→ Short task:
Reproduce the lines starting with the one containing "of the sunglasses" and going on through the end of the listing, requests included. Scale every x and y pixel coordinate in the answers by 0.45 and round to whole numbers, with halves rounded up.

→ Excerpted data:
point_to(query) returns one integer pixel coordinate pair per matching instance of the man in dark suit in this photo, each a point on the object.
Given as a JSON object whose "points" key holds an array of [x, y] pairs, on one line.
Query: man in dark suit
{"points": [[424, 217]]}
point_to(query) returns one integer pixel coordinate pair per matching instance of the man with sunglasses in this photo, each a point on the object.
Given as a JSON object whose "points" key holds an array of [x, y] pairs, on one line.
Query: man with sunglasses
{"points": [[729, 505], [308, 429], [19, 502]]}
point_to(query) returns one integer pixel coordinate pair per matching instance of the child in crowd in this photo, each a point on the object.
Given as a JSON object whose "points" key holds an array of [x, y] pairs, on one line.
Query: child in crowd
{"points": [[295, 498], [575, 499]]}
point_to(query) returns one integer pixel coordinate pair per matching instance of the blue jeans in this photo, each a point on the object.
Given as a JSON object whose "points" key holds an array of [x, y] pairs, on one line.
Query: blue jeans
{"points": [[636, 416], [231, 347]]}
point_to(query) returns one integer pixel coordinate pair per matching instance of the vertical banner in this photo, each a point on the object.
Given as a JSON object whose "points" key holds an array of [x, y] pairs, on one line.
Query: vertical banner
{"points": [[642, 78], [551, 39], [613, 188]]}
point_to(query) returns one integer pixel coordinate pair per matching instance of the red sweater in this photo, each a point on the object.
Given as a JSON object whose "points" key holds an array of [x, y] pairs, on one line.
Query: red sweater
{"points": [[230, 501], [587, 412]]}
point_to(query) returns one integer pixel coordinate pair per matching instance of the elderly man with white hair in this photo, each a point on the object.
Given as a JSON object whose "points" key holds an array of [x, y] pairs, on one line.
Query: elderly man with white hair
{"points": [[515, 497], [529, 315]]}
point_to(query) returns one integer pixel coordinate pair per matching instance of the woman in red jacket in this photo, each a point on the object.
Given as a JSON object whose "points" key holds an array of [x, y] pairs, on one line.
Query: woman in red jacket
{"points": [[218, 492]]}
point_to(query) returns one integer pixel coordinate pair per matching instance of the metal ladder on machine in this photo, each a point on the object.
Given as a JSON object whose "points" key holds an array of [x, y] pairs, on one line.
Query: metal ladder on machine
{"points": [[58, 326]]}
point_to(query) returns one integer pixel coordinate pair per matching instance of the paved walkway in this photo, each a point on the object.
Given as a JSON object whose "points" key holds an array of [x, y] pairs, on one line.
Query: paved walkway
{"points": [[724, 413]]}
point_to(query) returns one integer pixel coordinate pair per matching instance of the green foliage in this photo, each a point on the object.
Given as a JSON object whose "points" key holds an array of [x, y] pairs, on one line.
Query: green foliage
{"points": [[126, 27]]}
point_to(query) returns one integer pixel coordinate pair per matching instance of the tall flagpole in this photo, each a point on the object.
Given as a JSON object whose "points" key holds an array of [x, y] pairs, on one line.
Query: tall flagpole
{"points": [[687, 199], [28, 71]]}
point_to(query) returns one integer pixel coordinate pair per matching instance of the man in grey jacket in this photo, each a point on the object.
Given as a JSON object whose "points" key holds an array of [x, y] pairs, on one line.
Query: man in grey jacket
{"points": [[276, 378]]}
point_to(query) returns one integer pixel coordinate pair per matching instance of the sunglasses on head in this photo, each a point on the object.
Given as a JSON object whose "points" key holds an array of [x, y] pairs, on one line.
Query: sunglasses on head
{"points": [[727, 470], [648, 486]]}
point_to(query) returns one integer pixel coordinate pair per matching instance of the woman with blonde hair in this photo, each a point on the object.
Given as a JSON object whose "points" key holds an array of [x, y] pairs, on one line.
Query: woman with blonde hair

→ Answer to this problem:
point_to(query) returns one integer pixel coordinate pair per matching instance of the sunglasses on head in this photo, each a point on the object.
Given as a JSON object whose "points" key holds an array of [x, y] pairs, on one line.
Query: sunglasses on head
{"points": [[327, 212], [292, 219]]}
point_to(query) returns one integer pixel coordinate pair per matching instance of the woman with blonde hair in this photo, each a point on the object.
Given as a JSON object whose "points" key holds an array of [x, y] pairs, on one line.
Query: woman with blonde hair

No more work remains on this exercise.